● **Goal 1**
In the entries below, rescale everything from the line containing "Where can the pedestrian" down to the line containing "(1021, 615)", both included. Rewrite only those lines in full, requests included, and multiply every coordinate in the answers by 2.4, rounding to whole numbers with halves going up.

● **Source excerpt**
'''

Please look up "Risk of Ruin"; very little to be google'd but there is a lot in terms of books on the subject.

Let's say I flip a coin, and I tell you, if it's heads, I will pay you 2x what you bet, and if it's tails, then you lose your bet.

In reality, you have a positive expectancy; but let's say you have $100. What should your strategy be?

If you bet $1 at a time, you aren't optimizing your RATE OF RETURN as expectancy is positive.

If you bet $100 at a time, the first time tails comes up, you are RUINED <== The technical term, not the Webster's Dictionary Term.

If you are insane, you can risk up to $25 per bet; surmising that this might be your Kelly number and betting that amount. But understand that your Risk of Ruin is probably close to 50%. Insane in my book.

While I haven't crunched the numbers, I'm betting that your Risk of Ruin for a bet of $8~$10 is < 2%. And I'm betting that will go up only slightly to 20% on a bet of $16. I would personally half the Kelly or 1/3rd the Kelly (Written as K/2 or K/3).

Assuming you are in a situation of positive expectancy, and that you are able to calculate your Kelly, almost any K/3 will yield less than 12% Risk of Ruin, and almost any K/2 will yield < 22% Risk of Ruin. Those to me are acceptable numbers, but YMMV.

A pyramid progression is based on the theory of: "The Trend is your friend, until the end when it bends." It is the mathematical fact that the more a price goes in one direction, the more likely it will turn around AND so the amount of energy it takes to push price to new territories is inversely proportional to the price it moves.

Easiest example is actually using a car:

Let's say a 50 horsepower car can go top speed of 70mph.
Let's say a 100 horsepower car can go a top speed of 100mph.
We get a +30mph for our additional 50 horses.

BUT..

Let's say a 650 horsepower car can go a top speed of 190mph.
To go an additional +30mph You would need almost an additional 150 horses.

a movement of 190=> 210mph takes 150 additional horses
a movement of 70 => 100mph take only an additional 50 horses.

The reason for this is friction and wind resistance. Not to get into coefficient of drag and friction; but the same with FX.

If the traditional USDJPY is around 100.00, a movement of 100 => 101 is fairly easy. BUT, a movement of 105 => 106 is quite difficult. The amount of bears pulling on the price is quite large at that point in time.

So why a progression of a pyramid style. It takes advantage of 2 things:

1) Averaging Up
2) Situation of more "work" required for the price move, the fewer lots you have in because the higher the propensity for failure.


Average Up. I have written some 400+ posts on this, so I will not bother. Needless to say, you are averaging up instead of averaging down, which is the right thing to do.

As confidence decreases and difficulty increases; you are entering with smaller lotsize. If you were to progress with same lotsize; then you will have created great negative potential expectancy; because your risk in terms of lot size is the same even though confidence and probability has decreased. Same with increasing lotsize when you progress.

So that leaves you with 3 options:

1) Decreasing lot size
2) Increasing gap size between entries
3) Tightening SL's as price moves in your favor

Given these to be the options; how do you correctly optimize?

'''

● **Data lines**

'''

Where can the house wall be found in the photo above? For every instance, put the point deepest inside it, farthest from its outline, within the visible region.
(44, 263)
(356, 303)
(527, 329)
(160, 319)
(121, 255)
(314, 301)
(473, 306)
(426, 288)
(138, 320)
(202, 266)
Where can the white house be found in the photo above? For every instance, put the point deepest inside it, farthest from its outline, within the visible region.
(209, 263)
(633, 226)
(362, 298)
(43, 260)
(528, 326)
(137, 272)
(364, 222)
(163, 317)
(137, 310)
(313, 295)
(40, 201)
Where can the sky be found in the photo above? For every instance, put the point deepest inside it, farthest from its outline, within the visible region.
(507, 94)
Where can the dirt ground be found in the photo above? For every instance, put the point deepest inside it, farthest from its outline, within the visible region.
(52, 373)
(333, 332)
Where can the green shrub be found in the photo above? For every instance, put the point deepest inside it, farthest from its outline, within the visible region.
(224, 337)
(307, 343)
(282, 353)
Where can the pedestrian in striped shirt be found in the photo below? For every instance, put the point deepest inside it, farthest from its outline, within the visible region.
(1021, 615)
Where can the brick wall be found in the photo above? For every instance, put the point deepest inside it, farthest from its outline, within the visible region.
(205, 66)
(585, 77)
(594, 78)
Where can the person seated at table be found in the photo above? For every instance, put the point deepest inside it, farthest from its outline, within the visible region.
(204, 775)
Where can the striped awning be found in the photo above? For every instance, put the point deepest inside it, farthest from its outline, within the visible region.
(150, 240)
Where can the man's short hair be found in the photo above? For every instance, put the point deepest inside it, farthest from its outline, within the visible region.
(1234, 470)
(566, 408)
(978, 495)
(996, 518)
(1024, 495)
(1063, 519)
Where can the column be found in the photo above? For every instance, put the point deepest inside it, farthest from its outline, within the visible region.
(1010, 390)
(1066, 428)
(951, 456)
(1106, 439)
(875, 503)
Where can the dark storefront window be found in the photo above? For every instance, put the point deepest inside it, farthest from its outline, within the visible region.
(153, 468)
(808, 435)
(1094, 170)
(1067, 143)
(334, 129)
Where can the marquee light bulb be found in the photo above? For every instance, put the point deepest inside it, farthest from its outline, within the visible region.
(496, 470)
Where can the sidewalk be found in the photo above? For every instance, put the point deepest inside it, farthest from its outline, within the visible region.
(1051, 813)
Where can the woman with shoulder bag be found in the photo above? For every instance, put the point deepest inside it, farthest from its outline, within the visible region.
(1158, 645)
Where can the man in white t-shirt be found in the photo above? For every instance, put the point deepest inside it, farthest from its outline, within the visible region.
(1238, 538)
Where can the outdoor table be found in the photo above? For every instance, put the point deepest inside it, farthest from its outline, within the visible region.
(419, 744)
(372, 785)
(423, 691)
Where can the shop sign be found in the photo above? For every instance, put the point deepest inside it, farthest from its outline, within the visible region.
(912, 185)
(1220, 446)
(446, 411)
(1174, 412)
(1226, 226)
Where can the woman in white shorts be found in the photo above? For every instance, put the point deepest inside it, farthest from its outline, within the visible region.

'''

● **Goal 2**
In the source excerpt, what does the car example give as the reason a faster car needs more additional horsepower to gain the same speed?

● **Full answer 1**
Where can the pedestrian in striped shirt be found in the photo below? For every instance, put the point deepest inside it, farthest from its outline, within the visible region.
(2450, 1476)

● **Full answer 2**
Friction and wind resistance.